## SOURCE
>>>

Building PCRE2 without using autotools
--------------------------------------

This document contains the following sections:

  General
  Generic instructions for the PCRE2 C library
  Stack size in Windows environments
  Linking programs in Windows environments
  Calling conventions in Windows environments
  Comments about Win32 builds
  Building PCRE2 on Windows with CMake
  Building PCRE2 on Windows with Visual Studio
  Testing with RunTest.bat
  Building PCRE2 on native z/OS and z/VM


GENERAL

The basic PCRE2 library consists entirely of code written in Standard C, and so
should compile successfully on any system that has a Standard C compiler and
library.

The PCRE2 distribution includes a "configure" file for use by the
configure/make (autotools) build system, as found in many Unix-like
environments. The README file contains information about the options for
"configure".

There is also support for CMake, which some users prefer, especially in Windows
environments, though it can also be run in Unix-like environments. See the
section entitled "Building PCRE2 on Windows with CMake" below.

Versions of src/config.h and src/pcre2.h are distributed in the PCRE2 tarballs
under the names src/config.h.generic and src/pcre2.h.generic. These are
provided for those who build PCRE2 without using "configure" or CMake. If you
use "configure" or CMake, the .generic versions are not used.


GENERIC INSTRUCTIONS FOR THE PCRE2 C LIBRARY

The following are generic instructions for building the PCRE2 C library "by
hand". If you are going to use CMake, this section does not apply to you; you
can skip ahead to the CMake section. Note that the settings concerned with
8-bit, 16-bit, and 32-bit code units relate to the type of data string that
PCRE2 processes. They are NOT referring to the underlying operating system bit
width. You do not have to do anything special to compile in a 64-bit
environment, for example.

 (1) Copy or rename the file src/config.h.generic as src/config.h, and edit the
     macro settings that it contains to whatever is appropriate for your
     environment. In particular, you can alter the definition of the NEWLINE
     macro to specify what character(s) you want to be interpreted as line
     terminators by default.

<<<

## TASK INSTRUCTIONS
- 1) According to the PCRE2 build notes, under what names are the versions of src/config.h and src/pcre2.h distributed in the PCRE2 tarballs?
- 2) Reproduce the PCRE2 build notes from the words "The following are" through "terminators by default.", swapping in "symbol" wherever "macro" appears.
- 3) Extend the PCRE2 build notes past their last sentence, continuing the numbered instructions for building the library by hand.

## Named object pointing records
>>>

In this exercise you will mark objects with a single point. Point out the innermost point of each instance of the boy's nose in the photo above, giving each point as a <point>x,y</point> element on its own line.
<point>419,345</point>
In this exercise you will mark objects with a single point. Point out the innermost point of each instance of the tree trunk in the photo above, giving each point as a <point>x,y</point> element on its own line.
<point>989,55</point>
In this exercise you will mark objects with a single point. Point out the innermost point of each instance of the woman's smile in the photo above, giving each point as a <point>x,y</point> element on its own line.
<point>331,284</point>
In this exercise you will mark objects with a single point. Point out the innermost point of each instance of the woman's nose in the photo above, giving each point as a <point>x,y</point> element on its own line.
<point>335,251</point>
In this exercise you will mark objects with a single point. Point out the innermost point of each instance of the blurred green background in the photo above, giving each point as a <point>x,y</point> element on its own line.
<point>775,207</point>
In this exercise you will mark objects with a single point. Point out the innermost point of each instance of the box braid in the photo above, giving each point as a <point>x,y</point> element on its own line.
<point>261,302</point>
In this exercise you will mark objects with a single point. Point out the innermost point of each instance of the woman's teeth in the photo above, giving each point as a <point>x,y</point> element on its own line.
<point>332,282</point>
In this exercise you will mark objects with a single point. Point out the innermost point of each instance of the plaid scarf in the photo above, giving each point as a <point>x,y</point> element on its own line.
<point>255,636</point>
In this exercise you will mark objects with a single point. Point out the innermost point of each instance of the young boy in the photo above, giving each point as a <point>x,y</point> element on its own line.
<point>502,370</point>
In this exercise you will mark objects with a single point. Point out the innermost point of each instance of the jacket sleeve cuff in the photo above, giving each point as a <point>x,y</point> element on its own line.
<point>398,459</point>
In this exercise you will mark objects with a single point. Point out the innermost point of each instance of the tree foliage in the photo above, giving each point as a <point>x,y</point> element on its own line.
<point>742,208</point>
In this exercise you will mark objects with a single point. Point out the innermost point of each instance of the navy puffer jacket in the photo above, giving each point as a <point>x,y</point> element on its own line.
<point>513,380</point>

<<<

## RESPONSES PER TASK
- 1) They are distributed as src/config.h.generic and src/pcre2.h.generic.

- 2)
The following are generic instructions for building the PCRE2 C library "by
hand". If you are going to use CMake, this section does not apply to you; you
can skip ahead to the CMake section. Note that the settings concerned with
8-bit, 16-bit, and 32-bit code units relate to the type of data string that
PCRE2 processes. They are NOT referring to the underlying operating system bit
width. You do not have to do anything special to compile in a 64-bit
environment, for example.

 (1) Copy or rename the file src/config.h.generic as src/config.h, and edit the
     symbol settings that it contains to whatever is appropriate for your
     environment. In particular, you can alter the definition of the NEWLINE
     symbol to specify what character(s) you want to be interpreted as line
     terminators by default.

- 3)
     When you subsequently compile any of the PCRE2 modules, you must specify
     -DHAVE_CONFIG_H to your compiler so that src/config.h is included in the
     sources.

     An alternative approach is not to edit src/config.h, but to use -D on the
     compiler command line to make any changes that you need to the
     configuration options. In this case -DHAVE_CONFIG_H must not be set.

     NOTE: There have been occasions when the way in which certain parameters
     in src/config.h are used has changed between releases. (In the
     configure/make world, this is handled automatically.) When upgrading to a
     new release, you are strongly advised to review src/config.h.generic
     before re-using what you had previously.

     Note also that the src/config.h.generic file is created from a config.h
     that was generated by Autotools, which automatically includes settings of
     a number of macros that are not actually used by PCRE2 (for example,
     HAVE_MEMORY_H).

 (2) Copy or rename the file src/pcre2.h.generic as src/pcre2.h.

 (3) EITHER:
       Copy or rename file src/pcre2_chartables.c.dist as
       src/pcre2_chartables.c.

     OR:
       Compile src/pcre2_dftables.c as a stand-alone program (using
       -DHAVE_CONFIG_H if you have set up src/config.h), and then run it with
       the single argument "src/pcre2_chartables.c". This generates a set of
       standard character tables and writes them to that file. The tables are
       generated using the default C locale for your system. If you want to use
       a locale that is specified by LC_xxx environment variables, add the -L
       option to the pcre2_dftables command. You must use this method if you
       are building on a system that uses EBCDIC code.

     The tables in src/pcre2_chartables.c are defaults. The caller of PCRE2 can
     specify alternative tables at run time.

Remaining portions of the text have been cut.